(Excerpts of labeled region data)

>>

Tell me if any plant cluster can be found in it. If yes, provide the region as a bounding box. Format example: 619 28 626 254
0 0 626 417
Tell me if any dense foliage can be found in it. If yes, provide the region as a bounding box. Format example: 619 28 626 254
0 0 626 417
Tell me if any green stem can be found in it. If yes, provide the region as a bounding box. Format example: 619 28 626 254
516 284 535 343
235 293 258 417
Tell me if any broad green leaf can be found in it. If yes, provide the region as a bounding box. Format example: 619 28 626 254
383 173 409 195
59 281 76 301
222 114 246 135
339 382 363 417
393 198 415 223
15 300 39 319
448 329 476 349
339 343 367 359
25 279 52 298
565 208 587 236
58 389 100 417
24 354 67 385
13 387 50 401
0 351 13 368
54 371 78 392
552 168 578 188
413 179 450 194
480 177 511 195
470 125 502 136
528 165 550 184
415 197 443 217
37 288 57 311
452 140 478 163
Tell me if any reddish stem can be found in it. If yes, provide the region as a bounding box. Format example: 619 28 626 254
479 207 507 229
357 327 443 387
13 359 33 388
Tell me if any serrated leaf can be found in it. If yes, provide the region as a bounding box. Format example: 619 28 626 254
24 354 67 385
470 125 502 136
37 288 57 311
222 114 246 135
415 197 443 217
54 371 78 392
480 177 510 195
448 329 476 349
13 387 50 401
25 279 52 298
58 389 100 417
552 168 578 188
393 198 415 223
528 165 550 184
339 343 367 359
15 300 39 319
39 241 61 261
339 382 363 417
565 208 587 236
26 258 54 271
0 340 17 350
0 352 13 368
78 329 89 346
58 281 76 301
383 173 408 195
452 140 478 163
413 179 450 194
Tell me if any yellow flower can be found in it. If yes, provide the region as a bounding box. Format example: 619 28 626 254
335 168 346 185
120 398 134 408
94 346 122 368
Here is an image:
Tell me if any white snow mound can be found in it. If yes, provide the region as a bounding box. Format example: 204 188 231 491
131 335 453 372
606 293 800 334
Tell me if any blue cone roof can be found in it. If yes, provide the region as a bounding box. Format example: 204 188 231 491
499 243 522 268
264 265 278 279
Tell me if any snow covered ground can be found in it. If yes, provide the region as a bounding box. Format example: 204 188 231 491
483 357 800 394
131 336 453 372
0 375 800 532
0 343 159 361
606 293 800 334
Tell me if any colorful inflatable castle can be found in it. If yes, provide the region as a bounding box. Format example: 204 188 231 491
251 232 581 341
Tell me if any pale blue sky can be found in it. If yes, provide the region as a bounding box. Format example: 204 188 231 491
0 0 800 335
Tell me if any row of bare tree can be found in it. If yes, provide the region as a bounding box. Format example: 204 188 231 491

<<

Update the lines starting at the one that contains "Tell me if any broad" and ending at the one that contains "13 359 33 388", replacing "reddish stem" with "red stem" and leaving everything else unchanged. Return only those lines.

Tell me if any broad green leaf can be found in it. If yes, provide the region as a bounding box. Format example: 619 28 626 254
383 173 409 195
59 281 76 301
222 114 246 135
339 382 363 417
393 198 415 223
15 300 39 319
448 329 476 349
339 343 367 359
25 279 52 298
565 208 587 236
58 389 100 417
24 354 67 385
13 387 50 401
0 351 13 368
54 371 78 392
552 168 578 188
413 179 450 194
480 177 511 195
470 125 502 136
528 165 550 184
415 197 443 217
37 288 57 311
452 140 478 163
Tell me if any red stem can be found in it. If yes, provide the region as a bounding box. Format example: 619 28 626 254
479 207 507 229
357 327 443 387
13 359 33 388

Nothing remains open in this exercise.